Extract the full set of records that follows, word for word.
BEGIN DATA LISTING
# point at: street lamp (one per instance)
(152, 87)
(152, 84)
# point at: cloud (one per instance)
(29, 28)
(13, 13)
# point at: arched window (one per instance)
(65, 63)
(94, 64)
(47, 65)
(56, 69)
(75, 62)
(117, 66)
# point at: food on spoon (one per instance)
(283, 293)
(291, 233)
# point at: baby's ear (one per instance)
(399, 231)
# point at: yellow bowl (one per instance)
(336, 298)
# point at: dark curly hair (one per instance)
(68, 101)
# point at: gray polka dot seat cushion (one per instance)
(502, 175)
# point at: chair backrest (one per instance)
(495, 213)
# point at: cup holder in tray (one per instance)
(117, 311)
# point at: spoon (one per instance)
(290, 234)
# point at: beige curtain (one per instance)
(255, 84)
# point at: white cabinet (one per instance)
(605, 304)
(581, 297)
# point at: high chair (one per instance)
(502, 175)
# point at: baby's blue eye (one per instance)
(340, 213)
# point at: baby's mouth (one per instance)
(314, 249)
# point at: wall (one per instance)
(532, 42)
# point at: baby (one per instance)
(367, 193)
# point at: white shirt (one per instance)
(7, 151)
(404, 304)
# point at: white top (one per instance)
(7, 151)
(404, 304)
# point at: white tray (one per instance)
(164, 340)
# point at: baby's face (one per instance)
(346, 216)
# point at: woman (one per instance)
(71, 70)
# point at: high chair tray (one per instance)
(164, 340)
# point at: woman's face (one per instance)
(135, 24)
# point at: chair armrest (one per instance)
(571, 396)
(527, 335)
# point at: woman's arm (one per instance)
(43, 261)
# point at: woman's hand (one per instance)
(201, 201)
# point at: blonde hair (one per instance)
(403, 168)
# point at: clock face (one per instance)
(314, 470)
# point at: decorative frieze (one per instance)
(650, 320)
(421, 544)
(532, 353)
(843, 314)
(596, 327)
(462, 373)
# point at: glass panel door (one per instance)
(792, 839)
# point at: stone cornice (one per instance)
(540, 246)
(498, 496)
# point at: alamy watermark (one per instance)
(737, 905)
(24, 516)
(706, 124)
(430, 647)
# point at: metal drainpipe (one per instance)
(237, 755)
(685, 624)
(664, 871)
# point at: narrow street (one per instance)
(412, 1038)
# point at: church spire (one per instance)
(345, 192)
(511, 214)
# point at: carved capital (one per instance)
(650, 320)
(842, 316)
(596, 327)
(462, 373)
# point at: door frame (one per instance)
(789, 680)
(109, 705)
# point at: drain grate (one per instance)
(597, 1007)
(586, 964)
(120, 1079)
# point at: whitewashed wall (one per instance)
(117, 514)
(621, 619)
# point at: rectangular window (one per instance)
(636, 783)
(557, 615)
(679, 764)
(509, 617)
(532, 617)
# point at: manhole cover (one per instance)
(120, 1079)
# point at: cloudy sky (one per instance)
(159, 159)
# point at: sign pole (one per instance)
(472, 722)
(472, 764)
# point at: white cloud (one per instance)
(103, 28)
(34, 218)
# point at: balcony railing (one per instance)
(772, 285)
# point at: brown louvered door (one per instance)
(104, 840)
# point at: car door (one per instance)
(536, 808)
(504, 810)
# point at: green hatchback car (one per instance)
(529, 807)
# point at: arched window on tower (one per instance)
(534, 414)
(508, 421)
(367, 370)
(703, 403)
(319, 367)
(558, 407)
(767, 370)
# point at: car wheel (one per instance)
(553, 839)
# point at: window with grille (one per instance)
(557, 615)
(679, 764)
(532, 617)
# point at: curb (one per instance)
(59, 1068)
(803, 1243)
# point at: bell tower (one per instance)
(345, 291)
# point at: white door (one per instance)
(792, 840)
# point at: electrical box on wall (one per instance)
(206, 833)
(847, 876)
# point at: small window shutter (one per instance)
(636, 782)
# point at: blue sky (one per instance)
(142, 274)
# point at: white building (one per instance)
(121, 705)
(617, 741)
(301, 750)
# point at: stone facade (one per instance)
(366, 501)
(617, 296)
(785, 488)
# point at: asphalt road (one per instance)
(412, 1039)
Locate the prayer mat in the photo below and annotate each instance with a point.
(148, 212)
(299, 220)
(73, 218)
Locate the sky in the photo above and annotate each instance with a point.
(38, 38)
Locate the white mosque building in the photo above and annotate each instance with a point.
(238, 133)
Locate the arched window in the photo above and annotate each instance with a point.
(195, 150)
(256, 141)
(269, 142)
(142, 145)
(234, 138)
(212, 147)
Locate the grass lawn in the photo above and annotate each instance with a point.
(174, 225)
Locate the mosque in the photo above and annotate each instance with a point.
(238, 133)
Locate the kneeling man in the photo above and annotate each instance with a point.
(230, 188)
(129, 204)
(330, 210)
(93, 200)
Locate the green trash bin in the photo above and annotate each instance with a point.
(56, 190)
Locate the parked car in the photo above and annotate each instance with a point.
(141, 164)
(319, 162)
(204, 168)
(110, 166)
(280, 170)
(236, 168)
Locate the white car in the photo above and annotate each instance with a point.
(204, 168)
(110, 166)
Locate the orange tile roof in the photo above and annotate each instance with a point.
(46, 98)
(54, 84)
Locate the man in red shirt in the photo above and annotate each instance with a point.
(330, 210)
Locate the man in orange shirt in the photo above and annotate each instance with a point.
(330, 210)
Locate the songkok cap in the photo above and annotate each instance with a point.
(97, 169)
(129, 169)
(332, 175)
END DATA LISTING
→ COMPLETED TASK
# point at: street lamp (one per instance)
(152, 87)
(152, 84)
# point at: cloud (one per instance)
(29, 28)
(13, 13)
# point at: arched window (one per instance)
(65, 63)
(94, 64)
(47, 65)
(56, 69)
(75, 62)
(117, 66)
# point at: food on spoon (one per instance)
(283, 293)
(291, 233)
# point at: baby's ear (one per instance)
(399, 231)
# point at: yellow bowl (one per instance)
(336, 298)
# point at: dark curly hair (one per instance)
(68, 101)
# point at: gray polka dot seat cushion (one per instance)
(502, 175)
# point at: chair backrest (one per instance)
(495, 213)
# point at: cup holder in tray (one per instance)
(117, 311)
# point at: spoon (one per instance)
(290, 234)
# point at: beige curtain (one per instance)
(255, 84)
# point at: white cabinet (one per instance)
(605, 304)
(581, 297)
# point at: high chair (one per instance)
(502, 175)
# point at: baby's blue eye (one per instance)
(340, 213)
# point at: baby's mouth (one per instance)
(314, 249)
# point at: wall (one per instance)
(532, 42)
# point at: baby (one per instance)
(367, 193)
# point at: white shirt (one per instance)
(7, 151)
(404, 304)
# point at: white top (one per instance)
(7, 151)
(404, 304)
# point at: white tray (one per instance)
(164, 340)
# point at: baby's face (one per instance)
(346, 216)
# point at: woman (one per instance)
(71, 70)
# point at: high chair tray (one per instance)
(164, 340)
# point at: woman's face (one per instance)
(135, 24)
# point at: chair armrest (one per instance)
(571, 396)
(527, 335)
# point at: woman's arm (one per instance)
(43, 261)
# point at: woman's hand (one per instance)
(201, 201)
# point at: blonde hair (one per instance)
(403, 168)
# point at: clock face (one per instance)
(314, 470)
# point at: decorative frieze (one per instance)
(650, 320)
(421, 544)
(532, 353)
(843, 314)
(596, 327)
(462, 373)
# point at: glass panel door (one per instance)
(792, 839)
# point at: stone cornice (one per instance)
(540, 246)
(498, 496)
# point at: alamy watermark (one per instance)
(737, 905)
(24, 516)
(706, 124)
(430, 647)
# point at: metal drainpipe (one per instance)
(237, 755)
(685, 624)
(664, 871)
# point at: narrow street (one per instance)
(412, 1038)
# point at: church spire (one per instance)
(345, 192)
(511, 214)
# point at: carved capital (one per instance)
(650, 320)
(842, 316)
(596, 327)
(462, 373)
# point at: door frame (one per instance)
(789, 680)
(109, 705)
# point at: drain grate (one per instance)
(597, 1007)
(586, 964)
(120, 1079)
# point at: whitewashed wall (one per instance)
(117, 514)
(621, 619)
# point at: rectangular window (one per instance)
(636, 783)
(557, 615)
(679, 764)
(509, 617)
(532, 617)
# point at: manhole cover (one per instance)
(120, 1079)
# point at: cloudy sky (one per instance)
(159, 159)
# point at: sign pole (one per instance)
(472, 722)
(472, 764)
# point at: white cloud (one per instance)
(103, 28)
(34, 218)
# point at: balcony railing (one per instance)
(772, 285)
# point at: brown louvered door (one per instance)
(104, 840)
# point at: car door (one per instance)
(536, 808)
(504, 810)
# point at: green hatchback car (one per instance)
(529, 807)
# point at: arched window on tower (one per instance)
(534, 414)
(508, 421)
(367, 370)
(703, 403)
(319, 367)
(558, 407)
(767, 370)
# point at: car wheel (one per instance)
(553, 839)
# point at: window with grille (one per instance)
(557, 615)
(679, 764)
(532, 617)
# point at: curb (one per instance)
(59, 1068)
(803, 1243)
# point at: bell tower (one per instance)
(345, 291)
# point at: white door (one per instance)
(792, 840)
# point at: electrical box on wall (one per instance)
(206, 833)
(847, 876)
# point at: small window shutter (one per instance)
(636, 782)
# point at: blue sky (one per instance)
(142, 274)
# point at: white building (one per instance)
(121, 705)
(617, 741)
(301, 750)
# point at: stone facade (one per instance)
(366, 501)
(617, 296)
(785, 488)
# point at: asphalt road (one per instance)
(412, 1039)
Locate the prayer mat in the photo below and annotate each instance with a point.
(148, 212)
(299, 220)
(73, 218)
Locate the sky in the photo above and annotate each instance with a point.
(38, 38)
Locate the white mosque building in the photo above and annotate each instance with a point.
(238, 133)
Locate the arched window in the photo above and annotate each instance with a point.
(195, 150)
(256, 141)
(269, 142)
(142, 145)
(234, 138)
(212, 147)
Locate the grass lawn in the photo above and annotate each instance with a point.
(174, 225)
Locate the mosque in the photo above and annotate each instance with a point.
(238, 133)
Locate the kneeling man in the photo above and annotate each instance with a point.
(230, 188)
(129, 204)
(330, 210)
(93, 200)
Locate the green trash bin in the photo above and annotate each instance with a point.
(56, 190)
Locate the parked car in the photo above and annotate each instance with a point.
(141, 164)
(319, 162)
(204, 168)
(110, 166)
(280, 170)
(236, 168)
Locate the white car in the photo above and annotate each instance with a point.
(204, 168)
(110, 166)
Locate the orange tile roof in the photo above and annotate each instance with a point.
(46, 98)
(54, 84)
Locate the man in red shirt in the photo above and annotate each instance with a point.
(330, 210)
Locate the man in orange shirt in the photo above and annotate each instance with a point.
(330, 210)
Locate the songkok cap in the photo above and annotate each instance with a point.
(97, 169)
(129, 169)
(332, 175)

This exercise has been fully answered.